## WHAT IS BEING ASKED
List each line in the items below that contains the string "correct", treating uppercase and lowercase as different.

## Extracted data entries
>>>>>

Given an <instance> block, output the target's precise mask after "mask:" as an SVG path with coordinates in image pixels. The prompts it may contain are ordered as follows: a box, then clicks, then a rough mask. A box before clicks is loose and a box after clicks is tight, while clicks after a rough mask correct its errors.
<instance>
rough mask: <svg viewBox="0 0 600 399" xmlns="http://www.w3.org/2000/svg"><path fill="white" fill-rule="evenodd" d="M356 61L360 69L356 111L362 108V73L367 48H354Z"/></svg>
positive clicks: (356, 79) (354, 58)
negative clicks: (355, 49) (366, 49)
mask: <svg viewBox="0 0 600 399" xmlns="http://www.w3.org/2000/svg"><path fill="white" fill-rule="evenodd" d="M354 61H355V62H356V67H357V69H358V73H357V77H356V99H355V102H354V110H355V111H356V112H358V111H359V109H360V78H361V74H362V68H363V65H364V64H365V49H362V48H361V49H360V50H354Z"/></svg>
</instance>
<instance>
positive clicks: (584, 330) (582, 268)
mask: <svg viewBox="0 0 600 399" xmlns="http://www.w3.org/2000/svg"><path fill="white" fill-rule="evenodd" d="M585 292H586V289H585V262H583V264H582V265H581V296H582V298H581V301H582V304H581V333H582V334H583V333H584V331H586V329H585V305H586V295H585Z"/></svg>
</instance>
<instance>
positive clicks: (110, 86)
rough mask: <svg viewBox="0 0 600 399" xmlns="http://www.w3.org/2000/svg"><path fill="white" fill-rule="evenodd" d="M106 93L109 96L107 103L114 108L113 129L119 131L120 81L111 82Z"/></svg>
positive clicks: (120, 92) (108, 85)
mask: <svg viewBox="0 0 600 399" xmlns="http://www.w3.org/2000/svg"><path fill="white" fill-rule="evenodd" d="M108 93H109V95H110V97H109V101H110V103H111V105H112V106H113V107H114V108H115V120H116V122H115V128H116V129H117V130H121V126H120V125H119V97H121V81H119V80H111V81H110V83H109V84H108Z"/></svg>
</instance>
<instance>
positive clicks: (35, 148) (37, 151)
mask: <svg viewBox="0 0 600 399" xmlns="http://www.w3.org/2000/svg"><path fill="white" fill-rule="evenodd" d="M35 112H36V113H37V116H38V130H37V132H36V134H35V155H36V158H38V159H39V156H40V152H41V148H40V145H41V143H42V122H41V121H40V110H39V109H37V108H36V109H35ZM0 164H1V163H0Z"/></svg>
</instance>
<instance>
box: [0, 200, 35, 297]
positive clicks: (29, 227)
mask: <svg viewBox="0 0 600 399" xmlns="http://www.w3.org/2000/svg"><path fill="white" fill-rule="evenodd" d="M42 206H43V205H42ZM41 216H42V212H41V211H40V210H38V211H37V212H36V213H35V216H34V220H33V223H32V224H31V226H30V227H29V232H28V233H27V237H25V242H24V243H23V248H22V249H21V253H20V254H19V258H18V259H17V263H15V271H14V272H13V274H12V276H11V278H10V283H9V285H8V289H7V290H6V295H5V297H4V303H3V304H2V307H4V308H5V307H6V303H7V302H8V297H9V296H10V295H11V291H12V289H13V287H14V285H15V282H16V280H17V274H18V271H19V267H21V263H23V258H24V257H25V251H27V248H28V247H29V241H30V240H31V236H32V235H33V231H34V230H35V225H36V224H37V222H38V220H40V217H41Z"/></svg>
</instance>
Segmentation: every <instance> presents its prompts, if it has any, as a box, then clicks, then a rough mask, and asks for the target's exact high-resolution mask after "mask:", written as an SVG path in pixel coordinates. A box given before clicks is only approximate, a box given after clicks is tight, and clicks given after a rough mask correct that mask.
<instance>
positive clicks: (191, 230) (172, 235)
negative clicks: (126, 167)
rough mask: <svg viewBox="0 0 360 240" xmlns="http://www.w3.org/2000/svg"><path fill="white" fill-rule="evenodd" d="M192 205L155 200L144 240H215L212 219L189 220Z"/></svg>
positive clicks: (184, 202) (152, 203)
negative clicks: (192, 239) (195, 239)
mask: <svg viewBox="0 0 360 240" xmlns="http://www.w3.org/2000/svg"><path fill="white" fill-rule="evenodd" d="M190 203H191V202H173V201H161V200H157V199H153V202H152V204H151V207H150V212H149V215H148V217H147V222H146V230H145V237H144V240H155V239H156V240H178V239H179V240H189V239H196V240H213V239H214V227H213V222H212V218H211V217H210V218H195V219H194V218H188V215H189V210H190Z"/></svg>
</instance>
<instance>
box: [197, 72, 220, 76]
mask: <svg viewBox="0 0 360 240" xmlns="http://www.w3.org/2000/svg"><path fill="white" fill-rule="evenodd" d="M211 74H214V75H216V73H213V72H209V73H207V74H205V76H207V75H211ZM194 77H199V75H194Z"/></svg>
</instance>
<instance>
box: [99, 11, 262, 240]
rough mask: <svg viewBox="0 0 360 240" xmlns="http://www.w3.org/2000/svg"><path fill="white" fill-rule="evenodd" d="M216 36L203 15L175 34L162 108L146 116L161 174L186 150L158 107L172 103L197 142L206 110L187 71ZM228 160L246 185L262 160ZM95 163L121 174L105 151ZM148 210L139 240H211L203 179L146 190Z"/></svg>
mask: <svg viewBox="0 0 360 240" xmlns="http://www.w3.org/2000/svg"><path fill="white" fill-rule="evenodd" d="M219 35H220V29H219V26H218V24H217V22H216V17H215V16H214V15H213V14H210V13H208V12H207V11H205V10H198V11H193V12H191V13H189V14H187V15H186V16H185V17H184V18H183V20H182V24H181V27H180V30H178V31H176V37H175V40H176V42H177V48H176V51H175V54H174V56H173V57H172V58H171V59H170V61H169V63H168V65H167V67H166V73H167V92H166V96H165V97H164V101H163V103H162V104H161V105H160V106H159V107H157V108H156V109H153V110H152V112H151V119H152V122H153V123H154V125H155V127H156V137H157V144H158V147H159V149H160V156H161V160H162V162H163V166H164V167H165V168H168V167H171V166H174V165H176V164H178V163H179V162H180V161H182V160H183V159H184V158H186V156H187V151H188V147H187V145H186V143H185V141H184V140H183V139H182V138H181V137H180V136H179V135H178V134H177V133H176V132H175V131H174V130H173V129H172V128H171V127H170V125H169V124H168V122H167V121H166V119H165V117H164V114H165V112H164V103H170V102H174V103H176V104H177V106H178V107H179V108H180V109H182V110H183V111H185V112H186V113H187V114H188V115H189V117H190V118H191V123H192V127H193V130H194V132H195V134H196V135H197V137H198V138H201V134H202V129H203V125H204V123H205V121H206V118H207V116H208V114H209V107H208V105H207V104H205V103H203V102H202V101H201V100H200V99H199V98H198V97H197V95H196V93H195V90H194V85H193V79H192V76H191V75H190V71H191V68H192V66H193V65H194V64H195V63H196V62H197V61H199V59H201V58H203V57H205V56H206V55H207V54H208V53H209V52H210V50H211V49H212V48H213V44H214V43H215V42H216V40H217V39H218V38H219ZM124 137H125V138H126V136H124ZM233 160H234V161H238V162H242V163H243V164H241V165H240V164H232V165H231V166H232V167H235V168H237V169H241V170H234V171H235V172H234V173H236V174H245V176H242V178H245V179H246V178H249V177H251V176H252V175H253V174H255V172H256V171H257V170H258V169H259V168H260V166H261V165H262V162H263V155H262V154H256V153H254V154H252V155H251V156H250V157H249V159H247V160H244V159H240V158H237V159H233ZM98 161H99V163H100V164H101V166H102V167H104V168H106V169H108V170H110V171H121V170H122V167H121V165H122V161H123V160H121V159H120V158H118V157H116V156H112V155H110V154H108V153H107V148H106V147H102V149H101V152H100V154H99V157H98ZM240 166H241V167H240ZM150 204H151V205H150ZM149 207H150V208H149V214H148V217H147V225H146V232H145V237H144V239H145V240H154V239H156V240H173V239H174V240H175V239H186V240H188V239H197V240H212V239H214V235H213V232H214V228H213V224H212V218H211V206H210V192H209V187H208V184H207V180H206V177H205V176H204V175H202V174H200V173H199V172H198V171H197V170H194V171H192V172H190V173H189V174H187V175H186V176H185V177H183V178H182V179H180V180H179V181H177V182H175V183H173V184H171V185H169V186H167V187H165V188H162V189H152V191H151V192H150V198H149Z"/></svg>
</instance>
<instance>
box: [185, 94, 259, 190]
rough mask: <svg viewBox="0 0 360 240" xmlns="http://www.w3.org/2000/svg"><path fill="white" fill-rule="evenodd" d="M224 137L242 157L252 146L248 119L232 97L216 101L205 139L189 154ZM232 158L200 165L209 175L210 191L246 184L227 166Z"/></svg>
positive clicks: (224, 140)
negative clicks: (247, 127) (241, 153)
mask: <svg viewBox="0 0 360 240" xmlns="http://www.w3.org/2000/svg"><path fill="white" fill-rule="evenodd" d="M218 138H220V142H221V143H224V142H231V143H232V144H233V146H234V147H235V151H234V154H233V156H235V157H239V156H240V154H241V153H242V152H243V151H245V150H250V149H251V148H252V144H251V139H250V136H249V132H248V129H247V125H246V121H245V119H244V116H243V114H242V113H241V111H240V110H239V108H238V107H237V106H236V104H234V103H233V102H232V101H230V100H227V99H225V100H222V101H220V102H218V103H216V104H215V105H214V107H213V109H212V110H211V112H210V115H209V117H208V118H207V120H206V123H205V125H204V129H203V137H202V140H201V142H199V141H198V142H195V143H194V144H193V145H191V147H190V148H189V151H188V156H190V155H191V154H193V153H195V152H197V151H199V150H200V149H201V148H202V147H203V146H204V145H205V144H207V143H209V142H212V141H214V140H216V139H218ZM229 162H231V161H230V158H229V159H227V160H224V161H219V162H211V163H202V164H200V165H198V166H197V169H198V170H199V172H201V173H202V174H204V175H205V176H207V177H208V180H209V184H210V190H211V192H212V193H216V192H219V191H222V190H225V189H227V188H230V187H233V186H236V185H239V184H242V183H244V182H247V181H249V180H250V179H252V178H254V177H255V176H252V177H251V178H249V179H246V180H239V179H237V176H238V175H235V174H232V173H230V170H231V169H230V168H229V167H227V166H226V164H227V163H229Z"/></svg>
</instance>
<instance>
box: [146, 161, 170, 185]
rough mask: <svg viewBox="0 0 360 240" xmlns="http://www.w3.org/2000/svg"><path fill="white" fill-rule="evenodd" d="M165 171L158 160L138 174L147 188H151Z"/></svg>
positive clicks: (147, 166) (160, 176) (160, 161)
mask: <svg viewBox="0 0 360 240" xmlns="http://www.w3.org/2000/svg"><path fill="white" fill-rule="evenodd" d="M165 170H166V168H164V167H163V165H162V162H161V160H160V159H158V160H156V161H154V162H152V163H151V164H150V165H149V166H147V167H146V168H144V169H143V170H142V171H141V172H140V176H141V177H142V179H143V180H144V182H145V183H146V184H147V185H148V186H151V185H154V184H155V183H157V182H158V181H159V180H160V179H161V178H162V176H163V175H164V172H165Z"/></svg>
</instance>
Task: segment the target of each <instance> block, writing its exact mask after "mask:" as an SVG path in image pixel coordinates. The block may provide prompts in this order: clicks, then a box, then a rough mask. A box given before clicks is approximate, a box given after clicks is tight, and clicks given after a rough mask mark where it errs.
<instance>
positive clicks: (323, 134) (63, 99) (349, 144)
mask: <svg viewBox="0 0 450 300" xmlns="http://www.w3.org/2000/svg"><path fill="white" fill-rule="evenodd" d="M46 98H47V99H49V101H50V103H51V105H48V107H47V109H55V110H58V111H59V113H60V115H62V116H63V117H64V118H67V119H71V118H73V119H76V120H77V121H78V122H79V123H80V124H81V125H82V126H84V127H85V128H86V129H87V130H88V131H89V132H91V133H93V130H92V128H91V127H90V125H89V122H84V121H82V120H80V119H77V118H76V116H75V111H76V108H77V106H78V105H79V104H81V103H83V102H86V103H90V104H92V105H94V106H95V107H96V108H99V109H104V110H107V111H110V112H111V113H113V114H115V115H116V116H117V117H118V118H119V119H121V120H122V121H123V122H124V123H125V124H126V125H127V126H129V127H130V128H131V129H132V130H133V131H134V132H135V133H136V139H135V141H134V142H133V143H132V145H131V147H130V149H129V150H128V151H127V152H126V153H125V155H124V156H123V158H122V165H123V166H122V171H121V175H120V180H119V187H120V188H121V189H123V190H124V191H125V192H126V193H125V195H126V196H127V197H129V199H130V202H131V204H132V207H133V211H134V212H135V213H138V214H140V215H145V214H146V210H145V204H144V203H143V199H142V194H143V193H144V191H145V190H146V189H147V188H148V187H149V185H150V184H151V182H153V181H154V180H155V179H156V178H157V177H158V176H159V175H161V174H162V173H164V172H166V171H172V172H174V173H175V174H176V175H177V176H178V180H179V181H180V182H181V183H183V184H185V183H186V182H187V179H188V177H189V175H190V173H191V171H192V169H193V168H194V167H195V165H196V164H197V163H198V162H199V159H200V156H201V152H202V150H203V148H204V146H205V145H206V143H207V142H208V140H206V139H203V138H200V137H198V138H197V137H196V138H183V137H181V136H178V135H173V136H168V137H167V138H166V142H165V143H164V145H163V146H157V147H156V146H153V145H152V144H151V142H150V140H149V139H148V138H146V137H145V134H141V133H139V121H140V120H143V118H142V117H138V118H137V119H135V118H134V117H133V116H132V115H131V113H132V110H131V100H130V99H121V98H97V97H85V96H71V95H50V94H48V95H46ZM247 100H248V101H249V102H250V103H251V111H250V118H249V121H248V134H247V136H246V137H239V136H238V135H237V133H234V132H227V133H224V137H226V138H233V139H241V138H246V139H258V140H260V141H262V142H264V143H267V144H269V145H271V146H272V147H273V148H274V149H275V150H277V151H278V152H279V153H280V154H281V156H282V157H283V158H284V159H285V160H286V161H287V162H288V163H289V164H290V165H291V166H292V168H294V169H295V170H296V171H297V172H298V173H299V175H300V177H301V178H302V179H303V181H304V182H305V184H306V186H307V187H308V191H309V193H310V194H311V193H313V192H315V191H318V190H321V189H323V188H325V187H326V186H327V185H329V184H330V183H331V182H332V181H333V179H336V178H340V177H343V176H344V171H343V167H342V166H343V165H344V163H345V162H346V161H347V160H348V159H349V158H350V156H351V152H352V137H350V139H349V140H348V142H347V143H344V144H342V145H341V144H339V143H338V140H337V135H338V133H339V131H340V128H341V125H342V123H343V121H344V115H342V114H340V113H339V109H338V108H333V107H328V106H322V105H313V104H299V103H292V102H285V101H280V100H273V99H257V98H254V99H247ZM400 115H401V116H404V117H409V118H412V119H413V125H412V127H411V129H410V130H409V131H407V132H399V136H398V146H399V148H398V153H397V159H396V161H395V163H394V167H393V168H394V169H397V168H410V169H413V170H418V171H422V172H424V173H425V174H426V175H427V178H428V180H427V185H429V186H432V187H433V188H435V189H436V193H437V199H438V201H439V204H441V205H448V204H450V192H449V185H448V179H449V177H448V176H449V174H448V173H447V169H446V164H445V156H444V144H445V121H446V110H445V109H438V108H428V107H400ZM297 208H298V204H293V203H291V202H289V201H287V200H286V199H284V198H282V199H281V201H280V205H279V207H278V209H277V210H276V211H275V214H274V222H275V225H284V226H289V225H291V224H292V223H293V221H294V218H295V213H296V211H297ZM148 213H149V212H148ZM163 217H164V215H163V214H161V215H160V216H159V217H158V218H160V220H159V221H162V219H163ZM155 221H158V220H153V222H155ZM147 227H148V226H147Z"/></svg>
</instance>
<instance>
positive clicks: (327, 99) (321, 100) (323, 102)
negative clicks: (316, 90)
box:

<<<<<

## EXERCISE OUTPUT
Given an <instance> block, output the target's precise mask after "mask:" as an SVG path with coordinates in image pixels. The prompts it may contain are ordered as follows: a box, then clicks, then a rough mask. A box before clicks is loose and a box after clicks is tight, while clicks after a rough mask correct its errors.
Segmentation: every <instance> presents its prompts, if it has any, as a box, then clicks, then a rough mask, and asks for the target's exact high-resolution mask after "mask:", written as an SVG path in pixel coordinates. A box given before clicks is only approximate, a box given after clicks is tight, and clicks given after a rough mask correct that mask.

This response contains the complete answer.